What the task asks: Copy every one of the records below, line for line, without changing anything.

(Records pointing to named objects)
+ + + + + + +

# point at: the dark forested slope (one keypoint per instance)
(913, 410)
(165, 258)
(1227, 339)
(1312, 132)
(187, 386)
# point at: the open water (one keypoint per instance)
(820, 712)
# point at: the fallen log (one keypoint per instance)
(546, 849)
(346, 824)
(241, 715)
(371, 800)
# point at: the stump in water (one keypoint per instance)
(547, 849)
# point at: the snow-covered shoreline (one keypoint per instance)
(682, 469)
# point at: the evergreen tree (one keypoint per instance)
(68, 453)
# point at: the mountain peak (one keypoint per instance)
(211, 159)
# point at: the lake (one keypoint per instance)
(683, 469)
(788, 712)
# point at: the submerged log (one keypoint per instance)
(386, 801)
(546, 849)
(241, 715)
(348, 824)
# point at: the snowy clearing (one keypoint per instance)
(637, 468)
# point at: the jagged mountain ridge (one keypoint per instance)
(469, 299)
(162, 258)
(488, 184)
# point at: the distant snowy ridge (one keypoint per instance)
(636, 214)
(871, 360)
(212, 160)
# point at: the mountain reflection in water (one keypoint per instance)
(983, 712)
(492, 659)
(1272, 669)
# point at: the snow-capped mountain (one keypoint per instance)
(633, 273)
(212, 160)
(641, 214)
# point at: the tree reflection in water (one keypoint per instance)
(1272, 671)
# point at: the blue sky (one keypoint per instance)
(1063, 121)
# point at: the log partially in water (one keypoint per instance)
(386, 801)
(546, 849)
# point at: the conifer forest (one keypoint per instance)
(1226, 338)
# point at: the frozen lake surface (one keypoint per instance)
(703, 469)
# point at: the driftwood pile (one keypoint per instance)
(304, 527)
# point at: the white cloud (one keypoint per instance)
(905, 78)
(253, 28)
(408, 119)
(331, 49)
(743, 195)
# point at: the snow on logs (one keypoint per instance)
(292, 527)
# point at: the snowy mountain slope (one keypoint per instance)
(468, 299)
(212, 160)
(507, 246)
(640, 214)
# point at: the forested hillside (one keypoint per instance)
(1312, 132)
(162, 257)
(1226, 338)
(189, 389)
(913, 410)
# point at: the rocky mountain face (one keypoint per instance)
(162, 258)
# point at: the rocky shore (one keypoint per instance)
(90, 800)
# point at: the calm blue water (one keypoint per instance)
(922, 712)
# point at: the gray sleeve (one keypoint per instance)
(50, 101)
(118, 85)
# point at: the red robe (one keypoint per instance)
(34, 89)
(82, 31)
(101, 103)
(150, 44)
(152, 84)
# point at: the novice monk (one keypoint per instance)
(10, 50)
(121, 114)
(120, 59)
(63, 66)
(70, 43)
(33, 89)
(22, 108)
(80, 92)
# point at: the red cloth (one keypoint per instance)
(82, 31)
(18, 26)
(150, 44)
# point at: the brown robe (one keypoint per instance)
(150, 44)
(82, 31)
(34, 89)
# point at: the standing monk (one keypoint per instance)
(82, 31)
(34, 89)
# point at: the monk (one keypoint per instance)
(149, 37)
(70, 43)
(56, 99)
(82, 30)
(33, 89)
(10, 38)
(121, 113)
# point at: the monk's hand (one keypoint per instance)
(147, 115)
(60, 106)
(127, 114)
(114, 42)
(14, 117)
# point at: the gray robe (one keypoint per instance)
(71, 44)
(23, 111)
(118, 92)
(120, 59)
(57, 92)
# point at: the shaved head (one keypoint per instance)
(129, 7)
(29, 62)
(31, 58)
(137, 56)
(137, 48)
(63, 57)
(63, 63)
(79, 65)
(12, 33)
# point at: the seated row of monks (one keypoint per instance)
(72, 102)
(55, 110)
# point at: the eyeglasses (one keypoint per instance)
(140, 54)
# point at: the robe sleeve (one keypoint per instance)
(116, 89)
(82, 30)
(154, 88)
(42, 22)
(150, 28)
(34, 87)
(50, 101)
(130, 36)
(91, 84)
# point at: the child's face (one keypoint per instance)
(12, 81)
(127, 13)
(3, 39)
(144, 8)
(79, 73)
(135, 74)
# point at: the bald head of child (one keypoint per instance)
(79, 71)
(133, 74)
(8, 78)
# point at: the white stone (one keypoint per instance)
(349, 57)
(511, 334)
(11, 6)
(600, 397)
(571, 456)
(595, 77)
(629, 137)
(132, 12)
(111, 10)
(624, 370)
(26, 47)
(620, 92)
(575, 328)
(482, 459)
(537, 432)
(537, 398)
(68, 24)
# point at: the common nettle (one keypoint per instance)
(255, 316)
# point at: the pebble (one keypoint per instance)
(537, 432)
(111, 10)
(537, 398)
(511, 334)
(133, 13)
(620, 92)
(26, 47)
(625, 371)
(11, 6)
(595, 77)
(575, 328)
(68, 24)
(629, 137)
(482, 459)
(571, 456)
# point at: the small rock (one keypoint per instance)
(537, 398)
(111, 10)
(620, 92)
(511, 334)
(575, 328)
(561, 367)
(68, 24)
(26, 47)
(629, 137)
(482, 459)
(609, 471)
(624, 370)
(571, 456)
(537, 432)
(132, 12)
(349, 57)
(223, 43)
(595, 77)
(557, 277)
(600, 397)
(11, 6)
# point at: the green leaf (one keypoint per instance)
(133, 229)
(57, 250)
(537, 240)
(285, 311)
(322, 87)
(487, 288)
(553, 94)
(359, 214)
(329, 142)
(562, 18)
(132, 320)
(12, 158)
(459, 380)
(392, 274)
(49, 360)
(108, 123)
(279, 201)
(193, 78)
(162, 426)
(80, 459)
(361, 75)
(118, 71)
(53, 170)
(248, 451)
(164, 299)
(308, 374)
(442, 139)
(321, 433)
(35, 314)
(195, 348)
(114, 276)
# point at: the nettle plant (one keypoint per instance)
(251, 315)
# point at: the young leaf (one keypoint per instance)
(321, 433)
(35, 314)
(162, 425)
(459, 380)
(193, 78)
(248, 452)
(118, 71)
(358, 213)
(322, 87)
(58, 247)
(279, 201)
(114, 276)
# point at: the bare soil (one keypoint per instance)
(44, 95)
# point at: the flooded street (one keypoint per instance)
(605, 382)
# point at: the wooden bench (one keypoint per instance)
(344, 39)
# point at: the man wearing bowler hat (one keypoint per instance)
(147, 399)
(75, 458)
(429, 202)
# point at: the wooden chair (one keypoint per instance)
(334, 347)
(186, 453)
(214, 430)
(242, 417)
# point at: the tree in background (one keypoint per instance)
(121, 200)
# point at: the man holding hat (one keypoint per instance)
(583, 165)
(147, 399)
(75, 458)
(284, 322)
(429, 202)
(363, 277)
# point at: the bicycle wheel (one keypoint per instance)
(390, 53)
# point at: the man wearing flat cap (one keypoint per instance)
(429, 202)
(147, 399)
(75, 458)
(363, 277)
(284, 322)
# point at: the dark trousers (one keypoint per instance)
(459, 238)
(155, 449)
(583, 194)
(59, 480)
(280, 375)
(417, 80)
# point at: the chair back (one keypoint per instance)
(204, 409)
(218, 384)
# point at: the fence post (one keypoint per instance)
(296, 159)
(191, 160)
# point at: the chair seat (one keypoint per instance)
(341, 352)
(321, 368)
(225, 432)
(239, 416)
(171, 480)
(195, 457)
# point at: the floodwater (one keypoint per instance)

+ + + + + + +

The result:
# point at: the dark forested slope (one keypoint per instance)
(913, 410)
(165, 258)
(1227, 339)
(1312, 132)
(187, 386)
# point at: the open water (one keypoint per instance)
(820, 712)
# point at: the fallen log (one keypoint per instance)
(546, 849)
(346, 824)
(241, 715)
(371, 800)
# point at: the stump in water (one keypoint per instance)
(547, 849)
# point at: the snow-covered shoreline (one keypoint per instance)
(682, 469)
# point at: the evergreen tree (one keypoint per instance)
(68, 453)
# point at: the mountain peak (one keypoint per instance)
(211, 159)
# point at: the lake (one keypoint per instance)
(683, 469)
(788, 712)
# point at: the submerged log (one keypoint per instance)
(386, 801)
(546, 849)
(241, 715)
(348, 824)
# point at: the snowy clearing (one keypoint per instance)
(637, 468)
# point at: the jagged mountain ridge (one keypoint per instance)
(469, 299)
(162, 258)
(488, 184)
# point at: the distant snowy ridge (one keypoint per instance)
(636, 214)
(871, 360)
(212, 160)
# point at: the mountain reflection in water (one keypoint per instance)
(983, 712)
(492, 659)
(1272, 669)
# point at: the snow-capped mountain (one keypoint per instance)
(633, 273)
(212, 160)
(641, 214)
# point at: the tree reflection in water (one keypoint per instance)
(1272, 671)
# point at: the blue sky (one keypoint per instance)
(1063, 121)
# point at: the log partially in water (one keypoint per instance)
(386, 801)
(546, 849)
# point at: the conifer forest (one keypoint per instance)
(1226, 338)
# point at: the frozen lake surface (one keypoint per instance)
(703, 469)
# point at: the driftwood pile (one keypoint per instance)
(304, 527)
# point at: the white cloud (one keypoint per instance)
(905, 78)
(253, 28)
(408, 119)
(331, 49)
(743, 195)
# point at: the snow on logs (one keypoint per instance)
(292, 527)
# point at: the snowy mountain slope (one keypoint per instance)
(468, 299)
(212, 160)
(507, 246)
(640, 214)
# point at: the forested hillside (one keypoint per instance)
(1312, 132)
(162, 257)
(1226, 338)
(189, 389)
(913, 410)
# point at: the rocky mountain face (one keypoint per instance)
(162, 258)
# point at: the rocky shore (one keypoint per instance)
(90, 800)
# point at: the calm blue water (one keypoint per instance)
(922, 712)
# point at: the gray sleeve (one keypoint per instance)
(50, 101)
(118, 85)
# point at: the red robe (one keypoint per instance)
(34, 89)
(82, 31)
(101, 103)
(150, 44)
(152, 84)
# point at: the novice monk (one keypoint per instance)
(10, 50)
(121, 114)
(120, 59)
(63, 66)
(70, 43)
(33, 89)
(22, 108)
(80, 92)
# point at: the red cloth (one keypoint per instance)
(82, 31)
(18, 26)
(150, 44)
# point at: the brown robe (one keypoint per instance)
(150, 44)
(82, 31)
(34, 89)
# point at: the standing monk (one keypoint per instance)
(82, 31)
(34, 89)
# point at: the monk (one keypoint per instance)
(149, 37)
(70, 43)
(56, 99)
(82, 30)
(33, 89)
(10, 38)
(121, 113)
# point at: the monk's hand (one keypoint per instance)
(147, 115)
(60, 106)
(127, 114)
(114, 42)
(14, 117)
# point at: the gray robe (one keypoint per instance)
(71, 44)
(23, 111)
(118, 92)
(120, 59)
(57, 92)
# point at: the shaved head (one keypoint per instance)
(129, 7)
(29, 62)
(31, 58)
(137, 56)
(137, 48)
(63, 57)
(63, 63)
(79, 65)
(12, 33)
# point at: the seated row of monks (one keypoint per instance)
(72, 102)
(55, 110)
# point at: the eyeglasses (one keypoint per instance)
(140, 54)
# point at: the robe sleeve (one keypoint per instance)
(116, 89)
(82, 30)
(154, 88)
(42, 22)
(150, 28)
(34, 87)
(50, 101)
(130, 36)
(91, 84)
# point at: the child's face (one keypoint per instance)
(12, 81)
(127, 13)
(3, 39)
(144, 8)
(79, 73)
(135, 74)
# point at: the bald head of child (one keypoint per instance)
(79, 71)
(133, 74)
(8, 78)
# point at: the white stone (one keypoint per instance)
(349, 57)
(511, 334)
(11, 6)
(600, 397)
(571, 456)
(595, 77)
(629, 137)
(132, 12)
(111, 10)
(624, 370)
(26, 47)
(620, 92)
(575, 328)
(482, 459)
(537, 432)
(537, 398)
(68, 24)
# point at: the common nettle (one keypoint per instance)
(255, 316)
# point at: the pebble (one keypoint per instance)
(537, 432)
(111, 10)
(537, 398)
(511, 334)
(133, 13)
(620, 92)
(26, 47)
(625, 371)
(11, 6)
(595, 77)
(575, 328)
(68, 24)
(629, 137)
(482, 459)
(571, 456)
# point at: the small rock (one keypoint per instance)
(537, 398)
(111, 10)
(620, 92)
(511, 334)
(575, 328)
(561, 367)
(68, 24)
(26, 47)
(629, 137)
(482, 459)
(609, 471)
(624, 370)
(571, 456)
(537, 432)
(132, 12)
(349, 57)
(223, 43)
(595, 77)
(557, 277)
(600, 397)
(11, 6)
# point at: the green leaf (one keypoint per instance)
(133, 229)
(57, 250)
(537, 240)
(285, 311)
(322, 87)
(487, 288)
(553, 94)
(359, 214)
(329, 142)
(562, 18)
(132, 320)
(12, 158)
(459, 380)
(392, 274)
(49, 360)
(108, 123)
(279, 201)
(193, 78)
(162, 426)
(80, 459)
(361, 75)
(118, 71)
(53, 170)
(248, 451)
(164, 299)
(308, 374)
(442, 139)
(321, 433)
(35, 314)
(195, 348)
(114, 276)
# point at: the nettle plant (one keypoint per instance)
(251, 315)
# point at: the young leaf (one keypoint per instance)
(321, 433)
(35, 314)
(162, 425)
(459, 380)
(193, 78)
(248, 452)
(118, 71)
(358, 213)
(322, 87)
(58, 247)
(279, 201)
(114, 276)
# point at: the bare soil (one keypoint per instance)
(44, 95)
# point at: the flooded street (one keypoint per instance)
(605, 382)
# point at: the wooden bench (one keypoint per instance)
(344, 39)
# point at: the man wearing bowler hat (one keypoint per instance)
(147, 399)
(75, 458)
(429, 202)
# point at: the wooden chair (one keypoint per instance)
(334, 347)
(186, 453)
(214, 430)
(242, 417)
# point at: the tree in background (one keypoint per instance)
(121, 200)
# point at: the man holding hat (one keypoint per instance)
(583, 165)
(147, 399)
(75, 458)
(284, 322)
(429, 202)
(363, 277)
# point at: the bicycle wheel (one keypoint per instance)
(390, 53)
# point at: the man wearing flat cap (one keypoint per instance)
(429, 202)
(147, 399)
(75, 458)
(363, 277)
(284, 322)
# point at: the dark trousers (one keypoint per instance)
(459, 238)
(155, 449)
(583, 194)
(59, 480)
(280, 375)
(417, 80)
# point at: the chair back (one keypoint per instance)
(204, 409)
(218, 384)
# point at: the fence post (one keypoint per instance)
(296, 159)
(191, 160)
# point at: the chair seat (one keypoint per instance)
(341, 352)
(321, 368)
(225, 432)
(239, 416)
(171, 480)
(195, 457)
# point at: the floodwater (one keypoint per instance)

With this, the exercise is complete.